» **Assignment 1**: In the passage about the specialty grains advisers, in what year did Alyson Segawa found Eliasan Consulting?
» **Assignment 2**: Extend the passage about the specialty grains advisers, picking up right after its final sentence.

» **Passage for review**:
Huynh was the regional agricultural counselor at the U.S. Embassy in Sofia, Bulgaria. In addition to Bulgaria, he also covered Romania, Serbia, Montenegro, Macedonia and Kosovo. He has served as director of the ATO at the American Institute in Taiwan and U.S. agricultural attaché to the United Kingdom.

Hunyh joined the U.S. Department of Agriculture’s (USDA) FAS in 1990 as an agricultural economist and served in various capacities at FAS’ Headquarters in Washington, D.C., in between his overseas assignments. In 1999, Hunyh successfully negotiated the market access for agricultural and food products chapter of the U.S.-Vietnam Bilateral Trade Agreement (BTA). The BTA established a solid foundation for the current flourishing exports of U.S. agri-food products to Vietnam.

“After almost 30 years of serving U.S. agriculture, I’m very excited and grateful to again have the privilege to assist our farming community in developing, maintaining and expanding overseas markets, especially in Southeast Asia, for U.S. IP soybeans and specialty grains,” Huynh says.  “I look forward to working with specialty grains farmers to increase exports of their crops abroad.”

Huynh is a graduate of Oregon State University, where he received an MBA, an MA in multidisciplinary studies (MAIS) degree and a Bachelor of Science degree in economics. Hunyh is fluent in Vietnamese, Chinese Mandarin, Bulgarian and French.

The adviser for North Asia is Alyson Segawa. Segawa began her career by managing a multimillion-dollar portfolio of international market development projects for a leading international affairs management consulting firm. Through this experience, she gained access in 15 international markets, including North America, Europe, Latin America and Asia.

With her knowledge in international markets, Segawa decided to found her own business, Eliasan Consulting, in 2018. Her extensive experience has enabled her to be able to pinpoint market development strategies and tactics to be able to support SSGA’s goals.

» **Data records**:
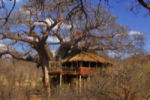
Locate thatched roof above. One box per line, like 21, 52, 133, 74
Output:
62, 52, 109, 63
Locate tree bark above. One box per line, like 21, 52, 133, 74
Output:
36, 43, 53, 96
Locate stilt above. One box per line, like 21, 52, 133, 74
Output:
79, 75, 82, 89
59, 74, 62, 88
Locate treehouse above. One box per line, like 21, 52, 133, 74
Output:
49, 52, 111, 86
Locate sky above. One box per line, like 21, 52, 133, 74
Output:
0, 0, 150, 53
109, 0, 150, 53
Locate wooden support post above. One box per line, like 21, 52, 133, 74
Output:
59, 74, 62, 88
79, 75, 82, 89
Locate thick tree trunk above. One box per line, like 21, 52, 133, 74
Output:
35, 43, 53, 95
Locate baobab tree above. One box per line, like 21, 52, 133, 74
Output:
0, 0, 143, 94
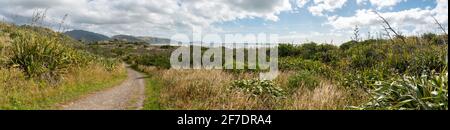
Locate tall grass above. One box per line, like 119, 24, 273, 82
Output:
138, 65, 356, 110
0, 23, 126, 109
==
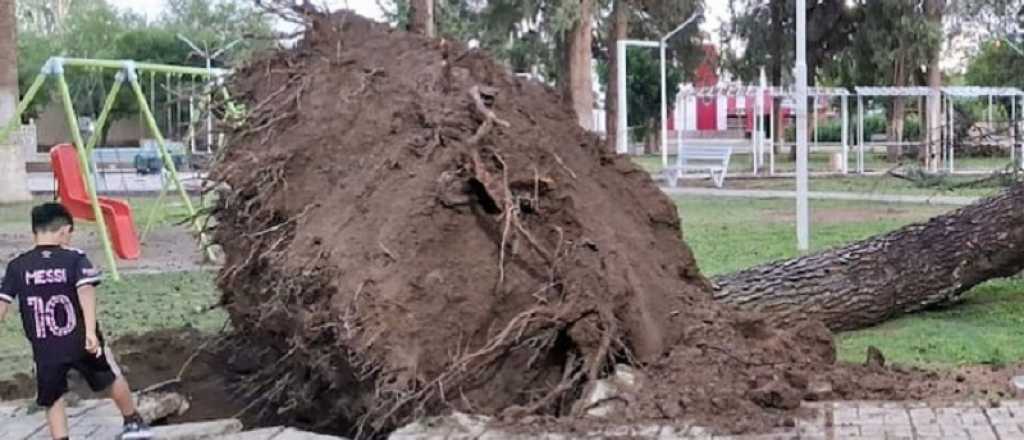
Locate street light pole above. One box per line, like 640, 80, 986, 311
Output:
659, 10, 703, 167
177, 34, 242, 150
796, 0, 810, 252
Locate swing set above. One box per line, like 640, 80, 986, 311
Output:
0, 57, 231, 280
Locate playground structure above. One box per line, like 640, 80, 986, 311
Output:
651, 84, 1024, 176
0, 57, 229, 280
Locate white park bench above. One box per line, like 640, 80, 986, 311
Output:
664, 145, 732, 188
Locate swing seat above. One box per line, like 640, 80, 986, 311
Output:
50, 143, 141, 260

» **Answer box 1**: 2018

» **Answer box 2**:
“I am looking forward most to being an advocate for IP soya and specialty grains within the Northeast Asia region,” she says. “It sounds like there is a lot of real opportunity there to grow the different export markets for the industry.”

Segawa received her bachelor’s degree in international studies and Spanish from Seattle University and earned her master’s degree in international business and policy from Georgetown University.

She has been a guest speaker for numerous organizations such as U.S. Agricultural Export Development Council, Trade Development Alliance of Greater Seattle, and Washington State Wine Commission. She also serves as a member of the U.S. National Small Business Association (NSBA) Leadership Council.

Eugene Philhower is the IP technical adviser for Europe. After receiving his bachelor’s degree in agricultural sciences from Rutgers University and a master’s degree in agricultural economics from the University of California, Davis, Philhower started his career for the U.S. government.

In total, he spent 33 years in numerous different positions for the government. He spent five years with the Agency for International Development and later joined USDA’s FAS serving as an overseas post in Brussels, Belgium; Geneva, Switzerland; Lima, Peru; London, UK and various positions in Washington, D.C., including three years as chief of staff and most recently as director of the Fragile Markets Office.

Since leaving his government job, he worked as an adjunct professor at Delaware Valley University, teaching a course on global agriculture and trade.

Philhower learned that he loved teaching, but realized that he had found a passion in learning himself.

“It is always a good thing to be learning something new,”Philhower says. “I view my role as a matchmaker. I know that U.S. producers can produce the crop, so I must figure out the demand and how to put the two of them together within the conditions of the markets and the countries.”

In addition to his expertise, Philhower speaks French, Spanish and a bit of German and Nepali.